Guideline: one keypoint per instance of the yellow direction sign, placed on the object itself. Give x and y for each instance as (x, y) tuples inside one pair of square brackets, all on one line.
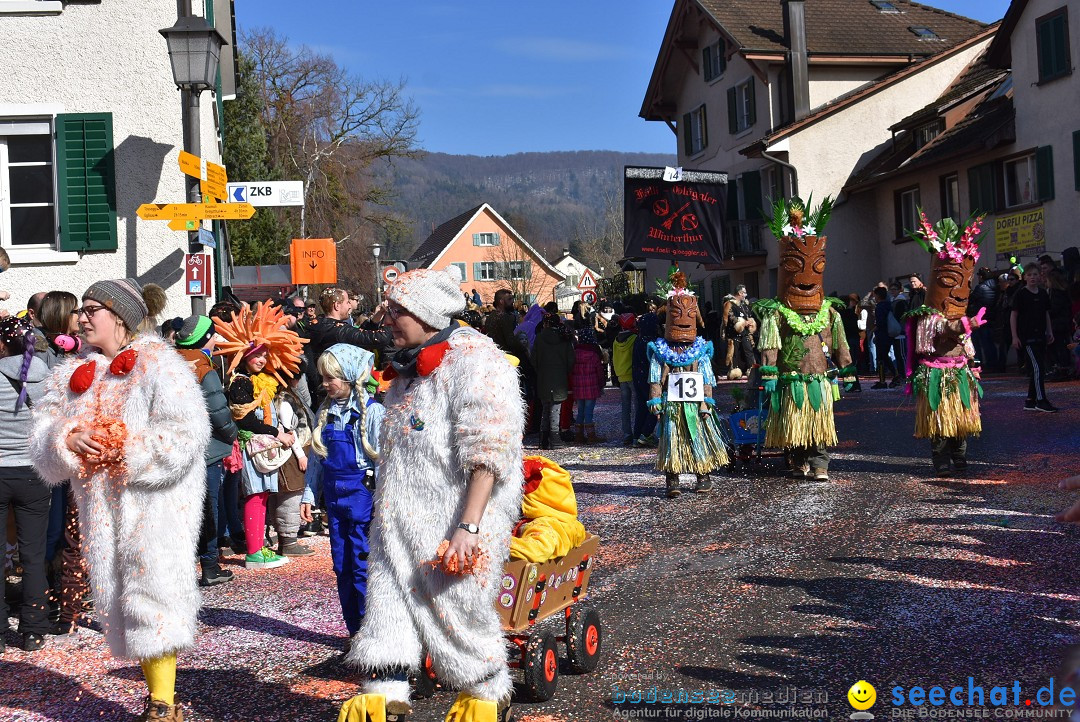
[(212, 176), (194, 210)]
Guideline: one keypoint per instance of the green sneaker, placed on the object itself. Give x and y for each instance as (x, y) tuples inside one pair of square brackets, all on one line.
[(265, 558)]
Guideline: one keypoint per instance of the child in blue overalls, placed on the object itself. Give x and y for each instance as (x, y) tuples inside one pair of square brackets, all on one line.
[(346, 444)]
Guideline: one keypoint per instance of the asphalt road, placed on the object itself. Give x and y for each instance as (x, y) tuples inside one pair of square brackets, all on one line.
[(766, 589)]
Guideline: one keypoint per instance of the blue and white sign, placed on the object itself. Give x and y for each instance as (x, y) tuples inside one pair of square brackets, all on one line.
[(267, 193)]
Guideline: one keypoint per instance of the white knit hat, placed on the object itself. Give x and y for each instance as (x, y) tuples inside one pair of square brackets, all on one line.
[(431, 296)]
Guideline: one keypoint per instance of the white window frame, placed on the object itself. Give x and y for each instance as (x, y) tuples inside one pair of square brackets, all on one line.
[(743, 109), (488, 271), (1014, 192), (699, 134), (716, 53), (26, 126)]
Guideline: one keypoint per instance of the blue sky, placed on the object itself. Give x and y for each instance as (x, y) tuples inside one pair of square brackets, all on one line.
[(497, 78)]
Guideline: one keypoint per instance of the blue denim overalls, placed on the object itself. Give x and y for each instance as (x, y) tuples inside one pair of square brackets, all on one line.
[(347, 492)]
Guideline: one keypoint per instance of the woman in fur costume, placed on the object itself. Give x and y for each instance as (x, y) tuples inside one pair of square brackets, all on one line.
[(449, 492), (680, 394), (804, 346), (941, 354), (129, 426)]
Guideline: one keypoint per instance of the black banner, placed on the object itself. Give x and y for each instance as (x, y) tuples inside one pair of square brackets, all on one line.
[(679, 219)]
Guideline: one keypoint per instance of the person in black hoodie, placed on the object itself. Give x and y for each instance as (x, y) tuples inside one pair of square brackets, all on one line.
[(336, 326)]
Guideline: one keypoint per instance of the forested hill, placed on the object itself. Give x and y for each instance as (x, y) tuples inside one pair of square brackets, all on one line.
[(551, 199)]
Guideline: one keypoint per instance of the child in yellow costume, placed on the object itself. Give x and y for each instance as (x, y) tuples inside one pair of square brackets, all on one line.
[(550, 527)]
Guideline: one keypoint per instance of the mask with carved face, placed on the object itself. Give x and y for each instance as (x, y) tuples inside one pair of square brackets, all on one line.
[(949, 285), (800, 275), (680, 325)]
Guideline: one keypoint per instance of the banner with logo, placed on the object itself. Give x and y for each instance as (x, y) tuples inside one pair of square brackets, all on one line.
[(674, 214)]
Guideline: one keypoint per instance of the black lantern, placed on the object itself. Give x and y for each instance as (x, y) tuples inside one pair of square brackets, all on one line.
[(194, 46)]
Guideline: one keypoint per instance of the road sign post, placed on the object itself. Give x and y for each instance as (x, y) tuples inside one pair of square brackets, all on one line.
[(197, 272)]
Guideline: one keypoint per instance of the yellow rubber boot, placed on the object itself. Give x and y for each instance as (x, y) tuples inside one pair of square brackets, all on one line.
[(364, 708), (160, 675), (468, 708)]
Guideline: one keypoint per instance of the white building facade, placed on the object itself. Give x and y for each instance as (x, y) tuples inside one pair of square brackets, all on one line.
[(90, 130)]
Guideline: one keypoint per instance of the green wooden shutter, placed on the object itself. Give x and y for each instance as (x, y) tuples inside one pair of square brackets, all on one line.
[(86, 181), (1044, 172), (752, 117), (732, 111), (1076, 159), (752, 194)]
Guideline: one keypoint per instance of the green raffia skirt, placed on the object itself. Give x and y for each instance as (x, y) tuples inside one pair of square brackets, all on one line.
[(946, 403), (800, 413), (690, 441)]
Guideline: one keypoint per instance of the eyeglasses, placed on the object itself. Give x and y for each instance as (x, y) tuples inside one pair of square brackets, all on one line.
[(89, 311)]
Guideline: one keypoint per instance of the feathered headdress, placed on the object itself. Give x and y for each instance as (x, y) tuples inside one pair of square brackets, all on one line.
[(262, 328)]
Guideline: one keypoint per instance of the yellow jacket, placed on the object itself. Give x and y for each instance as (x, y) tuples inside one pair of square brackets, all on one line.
[(551, 512)]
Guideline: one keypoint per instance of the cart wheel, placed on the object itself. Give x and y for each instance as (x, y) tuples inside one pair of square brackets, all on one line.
[(584, 637), (540, 665), (424, 680)]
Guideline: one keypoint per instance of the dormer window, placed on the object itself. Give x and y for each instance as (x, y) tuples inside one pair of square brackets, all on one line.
[(714, 60), (925, 134)]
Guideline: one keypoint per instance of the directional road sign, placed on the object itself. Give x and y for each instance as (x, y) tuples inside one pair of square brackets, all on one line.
[(212, 175), (194, 210), (197, 274), (267, 193)]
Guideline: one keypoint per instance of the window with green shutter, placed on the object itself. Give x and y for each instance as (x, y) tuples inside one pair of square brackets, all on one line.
[(1052, 40), (85, 177), (1044, 173)]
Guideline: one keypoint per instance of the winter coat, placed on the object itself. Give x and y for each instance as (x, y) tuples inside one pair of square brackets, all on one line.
[(553, 359), (466, 412), (140, 520), (622, 355), (15, 425), (223, 427), (590, 372)]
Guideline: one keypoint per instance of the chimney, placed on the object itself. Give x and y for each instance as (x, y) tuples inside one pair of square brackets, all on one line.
[(798, 73)]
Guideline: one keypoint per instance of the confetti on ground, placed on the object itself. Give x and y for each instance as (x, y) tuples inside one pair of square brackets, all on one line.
[(885, 574)]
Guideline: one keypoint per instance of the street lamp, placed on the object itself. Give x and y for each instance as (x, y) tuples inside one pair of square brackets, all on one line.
[(376, 249), (194, 46)]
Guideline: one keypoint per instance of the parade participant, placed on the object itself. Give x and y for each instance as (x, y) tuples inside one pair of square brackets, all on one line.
[(804, 348), (129, 426), (21, 490), (941, 353), (257, 340), (449, 490), (346, 441), (680, 394)]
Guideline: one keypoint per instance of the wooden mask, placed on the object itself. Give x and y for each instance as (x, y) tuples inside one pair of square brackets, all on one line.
[(800, 275), (680, 326), (949, 285)]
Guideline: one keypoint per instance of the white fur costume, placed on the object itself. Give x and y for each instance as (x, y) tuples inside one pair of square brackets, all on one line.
[(138, 531), (467, 413)]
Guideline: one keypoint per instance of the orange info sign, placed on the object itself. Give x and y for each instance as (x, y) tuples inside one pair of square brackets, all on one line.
[(313, 261)]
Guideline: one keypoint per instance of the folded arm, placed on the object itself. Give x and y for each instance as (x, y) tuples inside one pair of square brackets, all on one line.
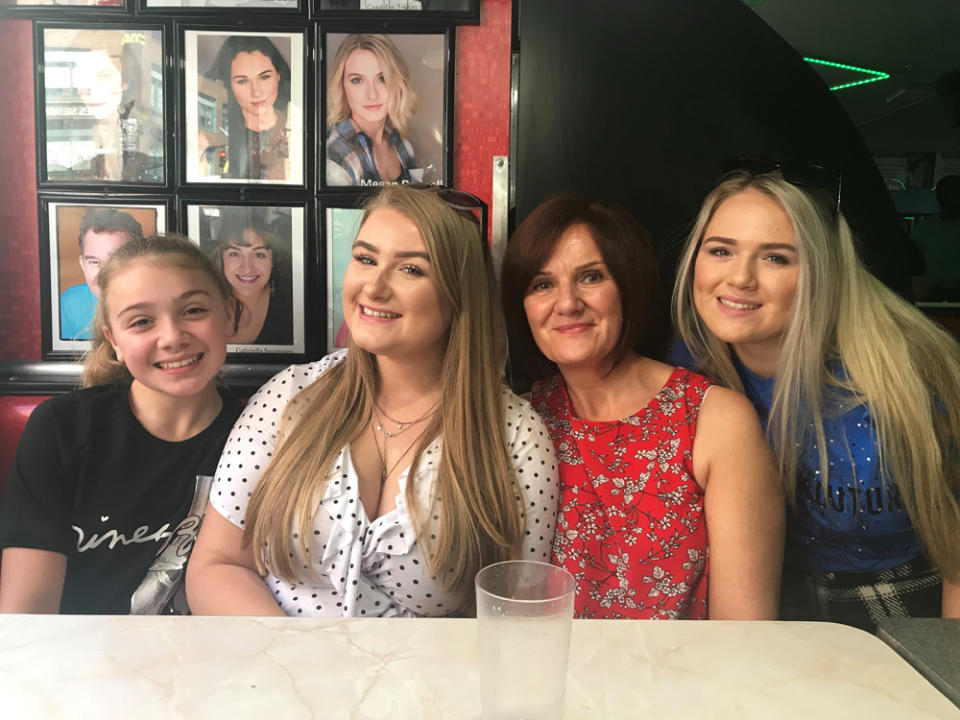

________________________

# WHAT THIS TASK INVOLVES
Copy out, without any change, every line from the one containing "Guideline: one keypoint per instance of the feathered" down to the one containing "[(584, 637), (540, 665), (424, 680)]", with both of those lines included.

# SOLUTION FOR THIS EXERCISE
Guideline: one keypoint per instance of the feathered headdress, placed on the object itself. Give x and y for each instance as (x, y) tuples inside one pair of square brackets, all on one line.
[(262, 328)]
Guideline: one keypoint per instance of the yellow jacket, placed on the object itself. Give x and y for each instance as (x, y) tuples inside one pair of square brackets, all on one line.
[(551, 512)]
Guideline: one keypoint per instance of the cart wheel, placed on the object itself. Give x and y for each instance as (x, y) tuples inside one pair of square brackets, all on one line.
[(584, 637), (540, 665), (424, 680)]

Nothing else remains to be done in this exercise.